---- Fragmento de página

Y esa generación que lloró antes por Allende y ahora es clase media-alta y hasta panista algunas veces, nos dice con la mano en la cintura bueno ya hice lo que pude, ahora les toca a ustedes. Ja ja ja.

Y hay, símbolos y movimientos, que todavía dicen cosas en las que podría creer. Y hay una que otra persona, cercana, que se dejó seducir, gente de corazón enorme, que ahora da clases de secundaria en una comunidad indígena en Chiapas, por ejemplo.
Yo no pude hacer lo mismo. Simple y sencillamente porque si hay alguna vena heroica en mí, es más débil y más cobarde y se quedó más acá de esa frontera. Porque se necesita una medida de fe que yo no tengo.

El problema, a lo mejor, es preocuparse por la humanidad. Quizás, como decía una amiga ayer, lo mejor que le puede pasar al mundo es que el cambio climático siga su curso y nos aniquile, o aniquile a la mayoría, y dejemos de ser una carga tan pesada sobre el pobre planeta Tierra. Qué manía ésta la de preocuparnos por nuestros semejantes, pensar que deberíamos durar como especie, piojitos microscópicos que somos en la escala general del universo. Mejor nos evadimos en lo que llega el hundimiento, en la heroína, o la tele, los videojuegos, los antidepresivos o los sueños, y qué-más-da.

Y entonces se hace el silencio cabizbajo en la mesa y alguien carraspea un poquito y sugiere Cuernavaca y todos sonreímos y nos olvidamos.

Pero no pude dormir bien anoche. Otra vez. Creo que soñé con África. Otra vez.

Mi problema repetitivo es que no se me dan los discursos universales, y la fe en una esperanza o una redención generalizada es un discurso universal; y la ausencia absoluta de esperanza a la manera de los que se liberan de toda carga de empatía o preocupación por los semejantes, también es un discurso universal; es fe, del signo positivo o del signo negativo, y a mí lo que no se me da es la fe, de cualquier tipo.

Y así como sucede con la idea enorme del amor, con respecto a la idea enorme de la humanidad no ando en busca de una victoria definitiva y permanente, pero me refugio en la noción de destellos. Momentos cargados de lucidez o de poesía y ya con eso, alcanza para ir tirando y sobrevivir la noción oscura del mundo.

Yo no sé si a mis nietos (si llego a tener nietos algún día), les va a ir mejor que a mí, pero me inclino a creer que más bien no, y voy a tener que decirles también, bueno ya hice lo que pude y el mundo está peor pero aquí les paso la estafeta, y el problema ya no es mío. Ja ja ja.

Como ya es evidente, ante todo soy un alma cursi. A veces, me dejo empalagar por completo. Y hay una película archi-rosa (“Antes del amanecer”), que tuvo su continuación bastante rosa también como ocho años después (“Antes del anochecer”). Y a mí, alma cursi que soy, no sólo me caen bien los personajes, sino que atesoro frases y diálogos porque me gusta cómo suenan y me gusta lo que significan. En la primer película, el personaje de Julie Delpy está sentado en un callejón de Viena al lado del personaje de Ethan Hawke, y dice que, si hay algo de magia o algo divino en el mundo, no está contenido individualmente en cada uno de nosotros, sino que se encuentra en el espacio breve que nos separa y comunica con los demás.

--------

** Tarea escrita a **
Responde según el fragmento:
(i) ¿Dónde da clases de secundaria la persona cercana que se dejó seducir?
(ii) ¿Qué lugar sugiere alguien después del silencio en la mesa?
(iii) ¿En qué ciudad está el callejón donde se sientan los personajes en la primera película?

---- Registros de datos

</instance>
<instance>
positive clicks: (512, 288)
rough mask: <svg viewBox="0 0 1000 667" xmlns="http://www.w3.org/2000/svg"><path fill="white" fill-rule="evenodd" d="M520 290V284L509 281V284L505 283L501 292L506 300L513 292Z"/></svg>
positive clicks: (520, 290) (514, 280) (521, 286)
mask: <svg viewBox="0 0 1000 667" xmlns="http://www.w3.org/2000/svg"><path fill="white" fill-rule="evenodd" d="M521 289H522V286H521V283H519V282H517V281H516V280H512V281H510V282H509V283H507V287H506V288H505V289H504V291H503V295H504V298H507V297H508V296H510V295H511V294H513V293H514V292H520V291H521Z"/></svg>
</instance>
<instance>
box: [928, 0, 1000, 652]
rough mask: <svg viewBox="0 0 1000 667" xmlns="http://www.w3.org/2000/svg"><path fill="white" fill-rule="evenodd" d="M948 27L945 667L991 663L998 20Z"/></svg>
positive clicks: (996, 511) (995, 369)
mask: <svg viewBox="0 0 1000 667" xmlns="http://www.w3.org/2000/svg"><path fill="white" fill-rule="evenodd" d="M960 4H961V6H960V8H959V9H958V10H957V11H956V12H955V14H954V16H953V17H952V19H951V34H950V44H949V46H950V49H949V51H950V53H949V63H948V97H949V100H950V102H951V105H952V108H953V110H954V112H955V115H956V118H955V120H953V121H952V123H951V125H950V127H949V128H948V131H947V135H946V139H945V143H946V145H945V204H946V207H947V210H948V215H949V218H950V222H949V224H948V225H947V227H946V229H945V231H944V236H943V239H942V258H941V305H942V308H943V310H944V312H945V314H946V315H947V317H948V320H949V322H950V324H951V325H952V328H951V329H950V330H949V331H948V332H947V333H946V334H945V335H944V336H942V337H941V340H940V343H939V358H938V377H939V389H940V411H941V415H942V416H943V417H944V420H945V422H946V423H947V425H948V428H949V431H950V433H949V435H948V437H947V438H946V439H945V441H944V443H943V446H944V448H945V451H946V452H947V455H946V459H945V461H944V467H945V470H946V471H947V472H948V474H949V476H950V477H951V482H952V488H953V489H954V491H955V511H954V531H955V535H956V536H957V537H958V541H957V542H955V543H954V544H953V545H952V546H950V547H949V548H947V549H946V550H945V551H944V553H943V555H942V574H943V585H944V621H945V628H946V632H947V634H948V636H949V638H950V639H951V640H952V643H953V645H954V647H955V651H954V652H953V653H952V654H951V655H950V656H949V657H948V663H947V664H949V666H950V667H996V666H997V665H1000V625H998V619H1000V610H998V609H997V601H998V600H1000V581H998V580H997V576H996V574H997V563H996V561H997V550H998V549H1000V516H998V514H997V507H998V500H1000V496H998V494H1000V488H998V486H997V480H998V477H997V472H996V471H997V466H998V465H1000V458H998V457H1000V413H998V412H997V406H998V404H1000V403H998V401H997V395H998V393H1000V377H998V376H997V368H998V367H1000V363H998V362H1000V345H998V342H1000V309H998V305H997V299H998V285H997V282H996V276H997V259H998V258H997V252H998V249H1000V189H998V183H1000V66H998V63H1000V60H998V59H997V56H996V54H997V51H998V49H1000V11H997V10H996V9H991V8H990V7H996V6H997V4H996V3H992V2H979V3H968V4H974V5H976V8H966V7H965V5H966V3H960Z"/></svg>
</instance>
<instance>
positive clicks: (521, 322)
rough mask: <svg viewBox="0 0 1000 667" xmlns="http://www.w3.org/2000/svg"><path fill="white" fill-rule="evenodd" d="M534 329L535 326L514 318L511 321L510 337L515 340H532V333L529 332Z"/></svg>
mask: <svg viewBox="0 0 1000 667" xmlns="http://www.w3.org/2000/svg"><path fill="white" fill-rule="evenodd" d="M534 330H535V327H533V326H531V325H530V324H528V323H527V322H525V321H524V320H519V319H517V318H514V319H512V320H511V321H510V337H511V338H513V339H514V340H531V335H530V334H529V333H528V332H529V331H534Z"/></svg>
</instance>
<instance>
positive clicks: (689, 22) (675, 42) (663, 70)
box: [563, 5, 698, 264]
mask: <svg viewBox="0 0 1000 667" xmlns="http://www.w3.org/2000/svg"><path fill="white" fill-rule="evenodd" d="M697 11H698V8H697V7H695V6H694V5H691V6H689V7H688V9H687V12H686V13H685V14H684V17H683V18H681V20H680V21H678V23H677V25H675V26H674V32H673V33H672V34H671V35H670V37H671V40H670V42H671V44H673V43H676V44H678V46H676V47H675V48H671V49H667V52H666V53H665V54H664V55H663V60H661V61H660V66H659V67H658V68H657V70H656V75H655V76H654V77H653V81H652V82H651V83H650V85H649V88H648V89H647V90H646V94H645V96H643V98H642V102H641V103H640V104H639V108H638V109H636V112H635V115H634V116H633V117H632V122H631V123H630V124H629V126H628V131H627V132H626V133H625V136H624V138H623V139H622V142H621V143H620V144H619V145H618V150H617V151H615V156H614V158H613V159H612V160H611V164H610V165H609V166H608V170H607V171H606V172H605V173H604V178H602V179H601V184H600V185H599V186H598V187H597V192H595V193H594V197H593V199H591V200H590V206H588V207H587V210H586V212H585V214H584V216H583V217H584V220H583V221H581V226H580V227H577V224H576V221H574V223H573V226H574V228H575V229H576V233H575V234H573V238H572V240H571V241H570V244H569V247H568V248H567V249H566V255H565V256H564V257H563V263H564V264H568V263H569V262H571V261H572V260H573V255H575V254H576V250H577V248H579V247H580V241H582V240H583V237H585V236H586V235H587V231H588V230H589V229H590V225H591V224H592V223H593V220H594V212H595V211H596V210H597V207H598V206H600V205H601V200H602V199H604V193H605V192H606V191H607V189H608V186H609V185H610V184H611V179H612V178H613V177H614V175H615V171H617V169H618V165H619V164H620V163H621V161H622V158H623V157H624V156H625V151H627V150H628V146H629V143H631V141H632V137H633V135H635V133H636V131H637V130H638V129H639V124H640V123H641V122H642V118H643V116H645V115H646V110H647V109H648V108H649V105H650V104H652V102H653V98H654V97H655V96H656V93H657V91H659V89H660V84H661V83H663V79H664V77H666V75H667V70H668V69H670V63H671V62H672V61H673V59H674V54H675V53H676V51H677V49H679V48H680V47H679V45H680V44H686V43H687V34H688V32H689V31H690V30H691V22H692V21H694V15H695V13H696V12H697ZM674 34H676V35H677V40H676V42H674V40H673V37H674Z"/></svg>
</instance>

--------
---- Registros de datos

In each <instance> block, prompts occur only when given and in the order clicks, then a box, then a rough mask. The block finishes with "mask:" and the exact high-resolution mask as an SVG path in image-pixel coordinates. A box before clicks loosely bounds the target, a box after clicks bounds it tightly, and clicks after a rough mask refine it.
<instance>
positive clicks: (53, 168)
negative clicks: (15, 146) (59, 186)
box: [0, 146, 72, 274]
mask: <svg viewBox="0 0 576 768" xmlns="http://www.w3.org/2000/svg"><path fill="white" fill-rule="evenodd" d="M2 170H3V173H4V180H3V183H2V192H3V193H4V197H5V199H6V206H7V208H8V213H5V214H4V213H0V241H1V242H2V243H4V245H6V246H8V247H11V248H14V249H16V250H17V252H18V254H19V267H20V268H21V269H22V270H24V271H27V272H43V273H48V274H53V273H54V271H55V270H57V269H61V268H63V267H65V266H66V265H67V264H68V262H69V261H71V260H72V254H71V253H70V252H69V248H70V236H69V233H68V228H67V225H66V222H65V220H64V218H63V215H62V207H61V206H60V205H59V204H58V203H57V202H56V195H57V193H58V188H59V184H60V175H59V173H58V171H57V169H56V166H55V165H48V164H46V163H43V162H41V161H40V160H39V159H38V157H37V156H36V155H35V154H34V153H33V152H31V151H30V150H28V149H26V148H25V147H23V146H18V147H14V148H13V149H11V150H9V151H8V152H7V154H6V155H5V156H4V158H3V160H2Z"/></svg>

--------

** Tarea escrita b **
Reproduce sin cambios la parte del listado que empieza con la línea que contiene "In each <instance>" y termina con la que contiene "negative clicks: (15, 146) (59, 186)", incluidas ambas.

** Respuesta a **
(i) En una comunidad indígena en Chiapas.
(ii) Cuernavaca.
(iii) Viena.

** Respuesta b **
In each <instance> block, prompts occur only when given and in the order clicks, then a box, then a rough mask. The block finishes with "mask:" and the exact high-resolution mask as an SVG path in image-pixel coordinates. A box before clicks loosely bounds the target, a box after clicks bounds it tightly, and clicks after a rough mask refine it.
<instance>
positive clicks: (53, 168)
negative clicks: (15, 146) (59, 186)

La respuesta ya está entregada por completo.